## STATED TASK
Pick out every line in the listing below that contains the word "black", matching case exactly, and copy each of those lines.

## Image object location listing
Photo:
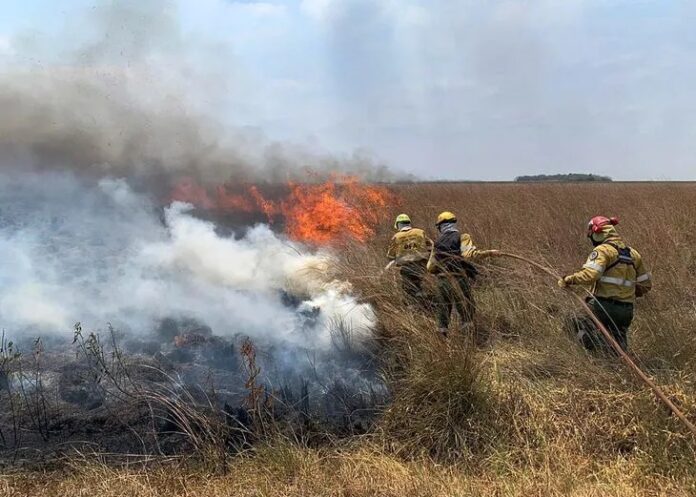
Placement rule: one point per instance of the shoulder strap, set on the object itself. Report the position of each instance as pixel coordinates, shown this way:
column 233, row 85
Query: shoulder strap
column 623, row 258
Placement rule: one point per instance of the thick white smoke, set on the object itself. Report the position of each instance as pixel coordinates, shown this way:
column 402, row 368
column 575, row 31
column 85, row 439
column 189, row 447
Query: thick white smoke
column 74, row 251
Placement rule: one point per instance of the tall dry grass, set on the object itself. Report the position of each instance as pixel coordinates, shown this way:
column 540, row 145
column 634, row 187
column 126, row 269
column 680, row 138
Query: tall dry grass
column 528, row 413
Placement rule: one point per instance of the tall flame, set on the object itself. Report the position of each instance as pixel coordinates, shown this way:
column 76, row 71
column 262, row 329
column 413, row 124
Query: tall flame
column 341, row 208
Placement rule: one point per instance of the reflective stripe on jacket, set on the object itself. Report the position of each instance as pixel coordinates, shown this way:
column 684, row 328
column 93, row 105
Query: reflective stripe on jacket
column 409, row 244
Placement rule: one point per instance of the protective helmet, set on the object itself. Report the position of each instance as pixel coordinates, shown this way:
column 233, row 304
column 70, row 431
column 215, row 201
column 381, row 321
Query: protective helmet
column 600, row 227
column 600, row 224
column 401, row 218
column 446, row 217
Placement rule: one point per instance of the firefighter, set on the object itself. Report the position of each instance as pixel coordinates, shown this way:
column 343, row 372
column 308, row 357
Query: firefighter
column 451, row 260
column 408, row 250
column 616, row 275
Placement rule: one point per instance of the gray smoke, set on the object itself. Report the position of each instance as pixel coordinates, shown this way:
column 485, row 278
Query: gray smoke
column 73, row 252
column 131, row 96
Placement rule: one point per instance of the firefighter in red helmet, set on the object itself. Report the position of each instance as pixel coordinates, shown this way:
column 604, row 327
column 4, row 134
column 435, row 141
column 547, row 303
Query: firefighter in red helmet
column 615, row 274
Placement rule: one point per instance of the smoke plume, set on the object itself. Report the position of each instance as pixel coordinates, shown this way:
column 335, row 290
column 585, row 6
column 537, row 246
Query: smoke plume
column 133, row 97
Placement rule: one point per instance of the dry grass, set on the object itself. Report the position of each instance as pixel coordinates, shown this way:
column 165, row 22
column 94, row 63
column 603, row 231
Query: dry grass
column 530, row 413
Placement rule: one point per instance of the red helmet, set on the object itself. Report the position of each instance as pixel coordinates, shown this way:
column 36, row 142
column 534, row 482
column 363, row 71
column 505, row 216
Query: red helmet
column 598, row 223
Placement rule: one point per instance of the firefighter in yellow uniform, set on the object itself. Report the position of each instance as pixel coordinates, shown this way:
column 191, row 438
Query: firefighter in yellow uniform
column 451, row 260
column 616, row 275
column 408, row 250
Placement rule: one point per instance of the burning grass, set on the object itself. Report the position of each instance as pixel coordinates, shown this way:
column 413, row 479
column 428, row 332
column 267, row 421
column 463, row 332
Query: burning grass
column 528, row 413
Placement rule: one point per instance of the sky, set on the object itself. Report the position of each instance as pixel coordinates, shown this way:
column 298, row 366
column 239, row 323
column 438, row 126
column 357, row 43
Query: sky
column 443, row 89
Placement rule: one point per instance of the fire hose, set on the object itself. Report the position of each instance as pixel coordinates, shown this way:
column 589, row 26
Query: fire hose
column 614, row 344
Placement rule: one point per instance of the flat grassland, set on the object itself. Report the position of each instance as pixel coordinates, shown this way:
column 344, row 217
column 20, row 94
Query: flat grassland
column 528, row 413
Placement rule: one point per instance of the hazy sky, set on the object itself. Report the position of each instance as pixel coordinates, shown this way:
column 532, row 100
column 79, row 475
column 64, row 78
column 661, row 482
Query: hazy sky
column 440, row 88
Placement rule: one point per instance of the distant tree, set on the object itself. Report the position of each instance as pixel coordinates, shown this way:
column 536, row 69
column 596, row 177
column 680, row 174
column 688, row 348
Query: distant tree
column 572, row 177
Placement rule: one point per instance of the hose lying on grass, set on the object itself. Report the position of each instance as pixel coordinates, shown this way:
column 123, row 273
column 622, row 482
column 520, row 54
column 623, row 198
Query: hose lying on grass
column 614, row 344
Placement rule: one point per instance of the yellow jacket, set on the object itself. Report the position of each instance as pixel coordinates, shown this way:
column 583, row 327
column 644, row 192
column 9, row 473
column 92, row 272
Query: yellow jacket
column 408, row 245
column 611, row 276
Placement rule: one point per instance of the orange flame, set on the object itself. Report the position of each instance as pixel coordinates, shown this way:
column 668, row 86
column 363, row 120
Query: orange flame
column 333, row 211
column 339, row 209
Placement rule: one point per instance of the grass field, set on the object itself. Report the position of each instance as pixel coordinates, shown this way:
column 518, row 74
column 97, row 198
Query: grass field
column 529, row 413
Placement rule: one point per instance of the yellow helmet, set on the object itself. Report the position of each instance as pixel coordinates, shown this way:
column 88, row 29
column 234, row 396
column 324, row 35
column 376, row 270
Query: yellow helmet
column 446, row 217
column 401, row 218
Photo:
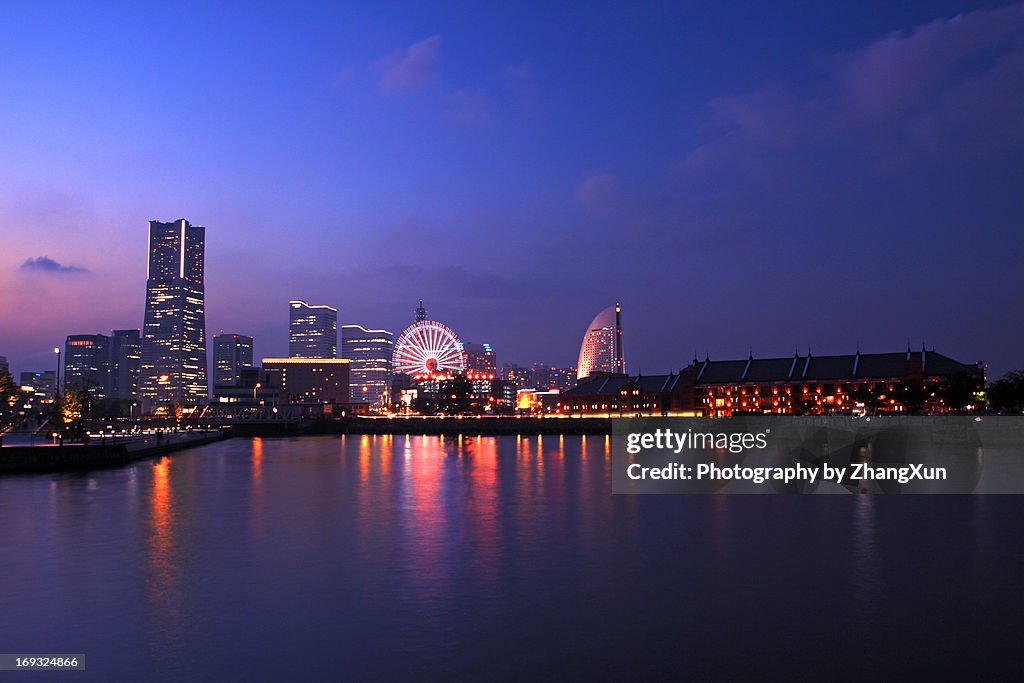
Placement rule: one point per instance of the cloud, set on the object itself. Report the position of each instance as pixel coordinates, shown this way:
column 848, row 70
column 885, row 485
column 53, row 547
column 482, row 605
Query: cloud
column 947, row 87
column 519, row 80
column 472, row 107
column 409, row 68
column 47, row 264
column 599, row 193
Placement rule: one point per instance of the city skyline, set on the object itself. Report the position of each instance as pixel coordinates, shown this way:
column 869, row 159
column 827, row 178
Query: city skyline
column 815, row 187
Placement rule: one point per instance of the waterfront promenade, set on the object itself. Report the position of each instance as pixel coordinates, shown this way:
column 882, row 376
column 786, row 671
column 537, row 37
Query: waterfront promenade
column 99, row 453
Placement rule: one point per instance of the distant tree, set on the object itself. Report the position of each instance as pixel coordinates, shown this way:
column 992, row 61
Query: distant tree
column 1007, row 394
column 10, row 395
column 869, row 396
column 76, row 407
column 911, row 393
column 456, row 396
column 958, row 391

...

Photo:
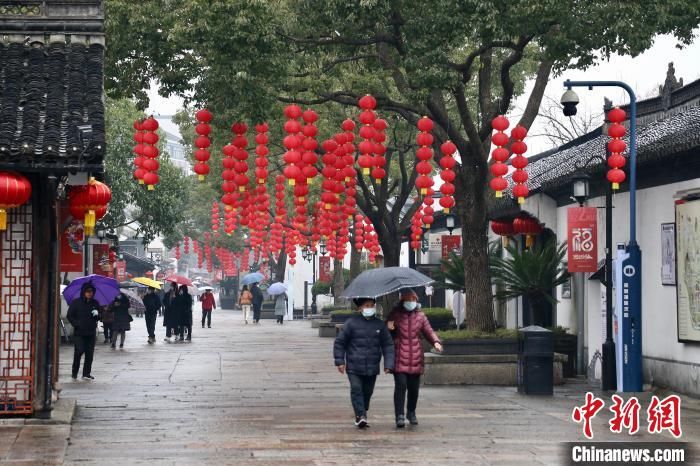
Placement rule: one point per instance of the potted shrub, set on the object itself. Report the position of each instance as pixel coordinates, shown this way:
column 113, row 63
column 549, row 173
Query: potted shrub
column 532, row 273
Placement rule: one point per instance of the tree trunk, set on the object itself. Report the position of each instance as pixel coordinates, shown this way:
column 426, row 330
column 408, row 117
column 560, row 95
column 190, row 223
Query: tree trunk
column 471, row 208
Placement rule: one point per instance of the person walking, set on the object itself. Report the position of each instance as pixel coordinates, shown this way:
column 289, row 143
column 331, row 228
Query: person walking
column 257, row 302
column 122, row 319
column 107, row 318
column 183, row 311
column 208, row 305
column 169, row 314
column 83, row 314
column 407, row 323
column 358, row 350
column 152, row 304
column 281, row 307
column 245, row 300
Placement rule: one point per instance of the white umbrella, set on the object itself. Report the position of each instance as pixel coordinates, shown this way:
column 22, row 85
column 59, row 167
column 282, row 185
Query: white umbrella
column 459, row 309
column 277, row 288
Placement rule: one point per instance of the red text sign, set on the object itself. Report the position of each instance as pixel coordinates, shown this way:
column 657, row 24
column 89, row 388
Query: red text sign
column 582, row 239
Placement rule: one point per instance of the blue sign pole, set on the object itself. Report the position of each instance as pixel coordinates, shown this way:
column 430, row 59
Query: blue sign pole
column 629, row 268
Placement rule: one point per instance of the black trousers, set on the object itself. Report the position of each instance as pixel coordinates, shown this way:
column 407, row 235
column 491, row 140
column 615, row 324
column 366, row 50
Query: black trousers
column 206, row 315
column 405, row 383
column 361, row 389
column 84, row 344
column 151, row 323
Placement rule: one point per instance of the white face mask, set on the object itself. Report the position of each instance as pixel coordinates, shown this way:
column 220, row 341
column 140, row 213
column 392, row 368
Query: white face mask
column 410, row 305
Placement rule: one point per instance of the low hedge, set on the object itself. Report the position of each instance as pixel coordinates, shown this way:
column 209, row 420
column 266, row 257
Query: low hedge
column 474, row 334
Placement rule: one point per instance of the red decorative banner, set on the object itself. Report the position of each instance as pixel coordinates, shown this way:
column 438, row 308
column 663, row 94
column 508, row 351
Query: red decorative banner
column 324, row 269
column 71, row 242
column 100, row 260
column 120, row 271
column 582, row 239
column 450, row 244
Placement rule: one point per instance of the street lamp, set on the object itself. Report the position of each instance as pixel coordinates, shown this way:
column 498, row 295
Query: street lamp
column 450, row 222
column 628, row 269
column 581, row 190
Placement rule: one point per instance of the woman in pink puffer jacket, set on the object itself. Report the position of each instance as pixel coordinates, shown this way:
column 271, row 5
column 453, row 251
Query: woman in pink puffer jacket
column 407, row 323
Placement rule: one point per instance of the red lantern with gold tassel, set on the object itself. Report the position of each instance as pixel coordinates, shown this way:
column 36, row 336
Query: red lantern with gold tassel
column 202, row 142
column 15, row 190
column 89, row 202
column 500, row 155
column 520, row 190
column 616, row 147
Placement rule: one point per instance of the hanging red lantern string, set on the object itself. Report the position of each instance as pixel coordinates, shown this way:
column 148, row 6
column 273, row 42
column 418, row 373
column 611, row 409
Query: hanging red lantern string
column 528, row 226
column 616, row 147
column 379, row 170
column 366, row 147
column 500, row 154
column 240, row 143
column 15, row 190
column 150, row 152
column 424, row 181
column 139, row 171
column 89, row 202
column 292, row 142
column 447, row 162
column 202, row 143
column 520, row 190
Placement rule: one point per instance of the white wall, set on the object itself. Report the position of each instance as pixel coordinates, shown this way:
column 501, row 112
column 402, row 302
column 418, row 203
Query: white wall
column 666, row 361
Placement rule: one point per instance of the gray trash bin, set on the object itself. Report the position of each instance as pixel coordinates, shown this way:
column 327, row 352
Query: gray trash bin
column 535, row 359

## ANSWER
Placement rule: one point per instance of the black trousers, set on the object itself. Report the position of each instance as pixel coordinates, shown this way:
Query: black trousers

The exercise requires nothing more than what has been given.